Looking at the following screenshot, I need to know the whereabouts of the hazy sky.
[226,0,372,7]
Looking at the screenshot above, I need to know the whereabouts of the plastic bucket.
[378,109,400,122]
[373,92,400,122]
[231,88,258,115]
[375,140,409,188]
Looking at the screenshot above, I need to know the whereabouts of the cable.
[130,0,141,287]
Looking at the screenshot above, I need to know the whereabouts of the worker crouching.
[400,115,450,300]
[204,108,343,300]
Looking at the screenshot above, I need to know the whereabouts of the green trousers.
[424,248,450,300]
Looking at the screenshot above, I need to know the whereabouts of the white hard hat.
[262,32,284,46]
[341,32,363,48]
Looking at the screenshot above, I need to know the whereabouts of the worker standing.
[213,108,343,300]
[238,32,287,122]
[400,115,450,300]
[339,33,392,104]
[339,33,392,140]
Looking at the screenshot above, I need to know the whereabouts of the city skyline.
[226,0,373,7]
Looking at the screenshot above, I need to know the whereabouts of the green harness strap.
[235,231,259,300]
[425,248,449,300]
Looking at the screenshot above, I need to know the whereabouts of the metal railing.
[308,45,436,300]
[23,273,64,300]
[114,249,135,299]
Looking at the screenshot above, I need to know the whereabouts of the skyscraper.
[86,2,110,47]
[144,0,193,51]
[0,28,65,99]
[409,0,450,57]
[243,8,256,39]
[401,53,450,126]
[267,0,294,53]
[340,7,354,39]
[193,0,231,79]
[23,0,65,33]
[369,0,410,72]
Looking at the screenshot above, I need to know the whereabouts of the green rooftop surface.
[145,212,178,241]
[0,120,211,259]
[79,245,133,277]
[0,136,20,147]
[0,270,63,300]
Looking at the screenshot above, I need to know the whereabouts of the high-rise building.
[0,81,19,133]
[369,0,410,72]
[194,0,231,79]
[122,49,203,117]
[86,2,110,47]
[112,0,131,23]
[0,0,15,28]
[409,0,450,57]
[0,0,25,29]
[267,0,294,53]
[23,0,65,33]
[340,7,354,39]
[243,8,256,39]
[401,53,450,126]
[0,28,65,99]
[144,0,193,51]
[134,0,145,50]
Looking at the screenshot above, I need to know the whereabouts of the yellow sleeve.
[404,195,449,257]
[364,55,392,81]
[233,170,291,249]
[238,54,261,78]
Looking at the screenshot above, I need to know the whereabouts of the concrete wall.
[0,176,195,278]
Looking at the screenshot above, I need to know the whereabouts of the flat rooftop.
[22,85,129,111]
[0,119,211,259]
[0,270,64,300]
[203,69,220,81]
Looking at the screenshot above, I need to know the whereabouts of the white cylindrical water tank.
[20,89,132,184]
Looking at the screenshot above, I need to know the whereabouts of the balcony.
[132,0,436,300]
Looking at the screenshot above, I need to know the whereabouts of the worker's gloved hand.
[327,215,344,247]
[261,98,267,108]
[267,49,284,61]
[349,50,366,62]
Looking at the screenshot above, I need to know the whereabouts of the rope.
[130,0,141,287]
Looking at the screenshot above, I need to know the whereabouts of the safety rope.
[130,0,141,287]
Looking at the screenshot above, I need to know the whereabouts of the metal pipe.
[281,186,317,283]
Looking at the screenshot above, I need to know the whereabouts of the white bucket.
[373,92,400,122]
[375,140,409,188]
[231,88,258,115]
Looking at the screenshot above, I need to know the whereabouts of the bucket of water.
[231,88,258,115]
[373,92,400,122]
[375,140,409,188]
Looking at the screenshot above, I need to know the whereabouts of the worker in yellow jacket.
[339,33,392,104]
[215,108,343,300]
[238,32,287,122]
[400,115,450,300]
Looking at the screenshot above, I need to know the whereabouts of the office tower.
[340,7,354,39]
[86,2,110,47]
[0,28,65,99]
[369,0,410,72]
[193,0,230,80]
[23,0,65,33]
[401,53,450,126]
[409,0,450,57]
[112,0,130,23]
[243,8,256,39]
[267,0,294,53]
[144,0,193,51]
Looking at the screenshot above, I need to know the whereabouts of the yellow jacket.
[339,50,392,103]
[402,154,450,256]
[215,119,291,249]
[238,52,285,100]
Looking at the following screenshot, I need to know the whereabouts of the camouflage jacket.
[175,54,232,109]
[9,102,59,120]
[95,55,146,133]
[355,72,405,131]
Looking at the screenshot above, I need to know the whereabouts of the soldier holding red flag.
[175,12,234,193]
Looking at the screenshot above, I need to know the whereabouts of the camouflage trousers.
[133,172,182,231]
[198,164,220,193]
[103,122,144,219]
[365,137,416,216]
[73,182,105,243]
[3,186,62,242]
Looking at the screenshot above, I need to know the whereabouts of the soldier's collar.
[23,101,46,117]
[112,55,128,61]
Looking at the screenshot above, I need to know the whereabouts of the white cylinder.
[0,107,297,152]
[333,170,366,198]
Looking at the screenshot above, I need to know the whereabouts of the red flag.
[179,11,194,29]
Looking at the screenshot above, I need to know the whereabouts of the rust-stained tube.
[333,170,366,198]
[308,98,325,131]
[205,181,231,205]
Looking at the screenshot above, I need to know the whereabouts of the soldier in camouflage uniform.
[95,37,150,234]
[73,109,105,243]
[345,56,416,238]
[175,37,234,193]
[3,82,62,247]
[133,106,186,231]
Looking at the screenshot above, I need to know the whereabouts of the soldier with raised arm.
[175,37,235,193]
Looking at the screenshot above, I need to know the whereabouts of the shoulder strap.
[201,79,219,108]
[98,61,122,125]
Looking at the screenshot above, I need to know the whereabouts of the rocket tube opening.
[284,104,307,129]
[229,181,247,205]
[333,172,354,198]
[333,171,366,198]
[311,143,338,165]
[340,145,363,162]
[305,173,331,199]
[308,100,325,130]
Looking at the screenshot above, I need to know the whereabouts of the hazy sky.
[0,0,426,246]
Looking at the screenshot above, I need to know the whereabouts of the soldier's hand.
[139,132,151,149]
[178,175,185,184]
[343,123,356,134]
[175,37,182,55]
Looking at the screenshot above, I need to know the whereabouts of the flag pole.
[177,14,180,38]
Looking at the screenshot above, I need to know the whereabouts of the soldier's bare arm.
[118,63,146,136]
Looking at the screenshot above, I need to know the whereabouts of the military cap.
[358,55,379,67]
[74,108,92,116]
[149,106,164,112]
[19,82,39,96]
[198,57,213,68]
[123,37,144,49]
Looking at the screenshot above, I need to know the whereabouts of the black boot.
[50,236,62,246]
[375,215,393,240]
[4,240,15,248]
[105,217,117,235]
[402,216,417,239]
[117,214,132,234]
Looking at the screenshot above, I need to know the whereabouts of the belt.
*****
#### WORK INSTRUCTIONS:
Set out every line of the listing above as a Markdown table with the columns "Row" and "Line", numbering the rows and omitting blank lines.

#### COMPLETE ANSWER:
| Row | Line |
|---|---|
| 1 | Looking at the following screenshot, I need to know the whereabouts of the hazy sky. |
| 2 | [226,0,372,7] |
| 3 | Looking at the screenshot above, I need to know the whereabouts of the plastic bucket. |
| 4 | [378,109,400,122] |
| 5 | [373,92,400,122] |
| 6 | [231,88,258,115] |
| 7 | [375,140,409,188] |
| 8 | Looking at the screenshot above, I need to know the whereabouts of the cable. |
| 9 | [130,0,141,287] |
| 10 | Looking at the screenshot above, I need to know the whereabouts of the worker crouching. |
| 11 | [400,115,450,300] |
| 12 | [204,108,343,300] |
| 13 | Looking at the screenshot above, I need to know the whereabouts of the green trousers. |
| 14 | [424,248,450,300] |
| 15 | Looking at the screenshot above, I need to know the whereabouts of the white hard hat. |
| 16 | [262,32,284,46] |
| 17 | [341,32,363,48] |
| 18 | Looking at the screenshot above, I need to know the whereabouts of the worker standing. |
| 19 | [213,108,343,300] |
| 20 | [238,32,287,122] |
| 21 | [400,115,450,300] |
| 22 | [339,33,392,104] |
| 23 | [339,33,392,140] |
| 24 | Looking at the screenshot above, I need to know the whereabouts of the city skyline. |
| 25 | [226,0,373,7] |
| 26 | Looking at the screenshot above, I need to know the whereabouts of the green harness strap. |
| 27 | [235,231,259,300] |
| 28 | [425,248,449,300] |
| 29 | Looking at the screenshot above, I need to know the whereabouts of the metal railing. |
| 30 | [308,45,436,300] |
| 31 | [23,273,64,300] |
| 32 | [114,249,135,299] |
| 33 | Looking at the screenshot above, I need to know the whereabouts of the skyscraper. |
| 34 | [86,2,110,47] |
| 35 | [144,0,193,51] |
| 36 | [0,28,65,99] |
| 37 | [409,0,450,57] |
| 38 | [243,8,256,39] |
| 39 | [401,53,450,126] |
| 40 | [267,0,294,53] |
| 41 | [340,7,354,39] |
| 42 | [193,0,231,79] |
| 43 | [23,0,65,33] |
| 44 | [369,0,410,72] |
| 45 | Looking at the screenshot above, I need to know the whereabouts of the green rooftop surface. |
| 46 | [145,212,178,241] |
| 47 | [0,120,211,259] |
| 48 | [79,245,133,277] |
| 49 | [0,136,20,147] |
| 50 | [0,270,63,300] |
| 51 | Looking at the screenshot above, I need to know the whereabouts of the high-rise building. |
| 52 | [0,81,19,133] |
| 53 | [369,0,410,72] |
| 54 | [194,0,231,79] |
| 55 | [122,49,203,117] |
| 56 | [86,2,110,47] |
| 57 | [112,0,131,23] |
| 58 | [0,0,15,28] |
| 59 | [409,0,450,57] |
| 60 | [0,0,25,29] |
| 61 | [267,0,294,53] |
| 62 | [23,0,65,33] |
| 63 | [340,7,354,39] |
| 64 | [243,8,256,39] |
| 65 | [401,53,450,126] |
| 66 | [0,28,65,99] |
| 67 | [144,0,193,51] |
| 68 | [134,0,145,50] |
| 69 | Looking at the screenshot above, I need to know the whereabouts of the yellow sleeve. |
| 70 | [404,195,449,257] |
| 71 | [364,55,392,81] |
| 72 | [233,170,291,249] |
| 73 | [238,54,261,78] |
| 74 | Looking at the screenshot above, I need to know the whereabouts of the concrete wall. |
| 75 | [0,176,195,278] |
| 76 | Looking at the screenshot above, I need to know the whereabouts of the flat rooftop. |
| 77 | [22,85,129,111] |
| 78 | [0,119,211,259] |
| 79 | [0,270,64,300] |
| 80 | [203,69,220,81] |
| 81 | Looking at the screenshot above, I need to know the whereabouts of the white cylindrical water tank. |
| 82 | [20,89,132,184] |
| 83 | Looking at the screenshot above, I need to know the whereabouts of the balcony. |
| 84 | [132,0,436,300] |
| 85 | Looking at the screenshot above, I need to know the whereabouts of the worker's gloved hand. |
| 86 | [327,215,344,247] |
| 87 | [261,98,267,108] |
| 88 | [267,49,284,61] |
| 89 | [349,50,366,62] |
| 90 | Looking at the screenshot above, I need to know the whereabouts of the rope. |
| 91 | [130,0,141,287] |
| 92 | Looking at the screenshot above, I need to know the whereabouts of the safety rope. |
| 93 | [130,0,141,287] |
| 94 | Looking at the screenshot above, I need to know the whereabouts of the metal pipe. |
| 95 | [281,186,317,283] |
| 96 | Looking at the screenshot above, I need to know the whereabouts of the white bucket. |
| 97 | [373,92,400,122] |
| 98 | [375,140,409,188] |
| 99 | [231,88,258,115] |
| 100 | Looking at the screenshot above, I need to know the whereabouts of the bucket of water. |
| 101 | [231,88,258,115] |
| 102 | [373,92,400,122] |
| 103 | [375,140,409,188] |
| 104 | Looking at the screenshot above, I need to know the whereabouts of the worker in yellow jacket. |
| 105 | [339,33,392,104] |
| 106 | [215,108,343,300] |
| 107 | [238,32,287,122] |
| 108 | [400,115,450,300] |
| 109 | Looking at the screenshot above, I need to know the whereabouts of the office tower. |
| 110 | [340,7,354,39] |
| 111 | [86,2,110,47] |
| 112 | [0,28,65,99] |
| 113 | [369,0,410,72] |
| 114 | [193,0,230,80] |
| 115 | [23,0,65,33] |
| 116 | [401,53,450,126] |
| 117 | [409,0,450,57] |
| 118 | [112,0,130,23] |
| 119 | [243,8,256,39] |
| 120 | [267,0,294,53] |
| 121 | [144,0,193,51] |
| 122 | Looking at the screenshot above, I need to know the whereabouts of the yellow jacket. |
| 123 | [339,50,392,103] |
| 124 | [402,154,450,256] |
| 125 | [215,119,291,249] |
| 126 | [238,52,285,100] |
| 127 | Looking at the following screenshot, I need to know the whereabouts of the camouflage jacket. |
| 128 | [175,54,232,109] |
| 129 | [9,102,59,120] |
| 130 | [95,55,146,133] |
| 131 | [355,72,405,131] |
| 132 | Looking at the screenshot above, I need to know the whereabouts of the soldier holding red flag. |
| 133 | [175,12,234,193] |
| 134 | Looking at the screenshot above, I need to know the whereabouts of the camouflage trousers. |
| 135 | [133,172,182,231] |
| 136 | [198,164,220,193] |
| 137 | [103,122,144,219] |
| 138 | [365,137,416,216] |
| 139 | [73,182,105,243] |
| 140 | [3,186,62,242] |
| 141 | Looking at the screenshot above, I need to know the whereabouts of the soldier's collar. |
| 142 | [23,101,46,117] |
| 143 | [112,55,128,61] |
| 144 | Looking at the screenshot above, I need to know the whereabouts of the white cylinder. |
| 145 | [0,107,297,152] |
| 146 | [333,170,366,198] |
| 147 | Looking at the screenshot above, I need to know the whereabouts of the red flag. |
| 148 | [179,11,194,29] |
| 149 | Looking at the screenshot above, I need to know the whereabouts of the rust-stained tube. |
| 150 | [333,170,366,198] |
| 151 | [308,98,325,131] |
| 152 | [205,181,231,205] |
| 153 | Looking at the screenshot above, I need to know the whereabouts of the soldier in camouflage uniform. |
| 154 | [95,37,150,234] |
| 155 | [73,109,105,243] |
| 156 | [345,56,416,238] |
| 157 | [175,37,234,193] |
| 158 | [3,82,62,247] |
| 159 | [133,106,186,231] |
| 160 | Looking at the screenshot above, I need to know the whereabouts of the soldier with raised arm. |
| 161 | [175,37,235,193] |
| 162 | Looking at the screenshot above, I need to know the whereabouts of the shoulder strap. |
| 163 | [201,79,219,108] |
| 164 | [98,61,122,125] |
| 165 | Looking at the screenshot above, I need to know the whereabouts of the rocket tube opening. |
| 166 | [284,104,307,129] |
| 167 | [229,181,247,205] |
| 168 | [333,172,354,198] |
| 169 | [333,171,366,198] |
| 170 | [311,143,338,165] |
| 171 | [340,145,363,162] |
| 172 | [305,173,331,199] |
| 173 | [308,100,325,130] |
| 174 | Looking at the screenshot above, I need to know the whereabouts of the hazy sky. |
| 175 | [0,0,426,246] |
| 176 | Looking at the screenshot above, I need to know the whereabouts of the soldier's hand. |
| 177 | [139,132,151,149] |
| 178 | [178,175,185,184] |
| 179 | [343,123,356,134] |
| 180 | [175,37,182,55] |
| 181 | Looking at the screenshot above, I need to know the whereabouts of the flag pole. |
| 182 | [177,14,180,38] |
| 183 | Looking at the screenshot above, I need to know the whereabouts of the soldier's bare arm. |
| 184 | [118,63,146,136] |
| 185 | Looking at the screenshot above, I need to know the whereabouts of the military cap. |
| 186 | [358,55,379,67] |
| 187 | [74,108,92,116] |
| 188 | [149,106,164,112] |
| 189 | [19,82,39,96] |
| 190 | [198,57,213,68] |
| 191 | [123,37,144,49] |
| 192 | Looking at the screenshot above, I need to know the whereabouts of the black boot. |
| 193 | [50,236,62,246] |
| 194 | [375,215,393,240] |
| 195 | [4,240,15,248] |
| 196 | [105,217,117,235] |
| 197 | [402,216,417,239] |
| 198 | [117,214,132,234] |
| 199 | Looking at the screenshot above, I need to know the whereabouts of the belt. |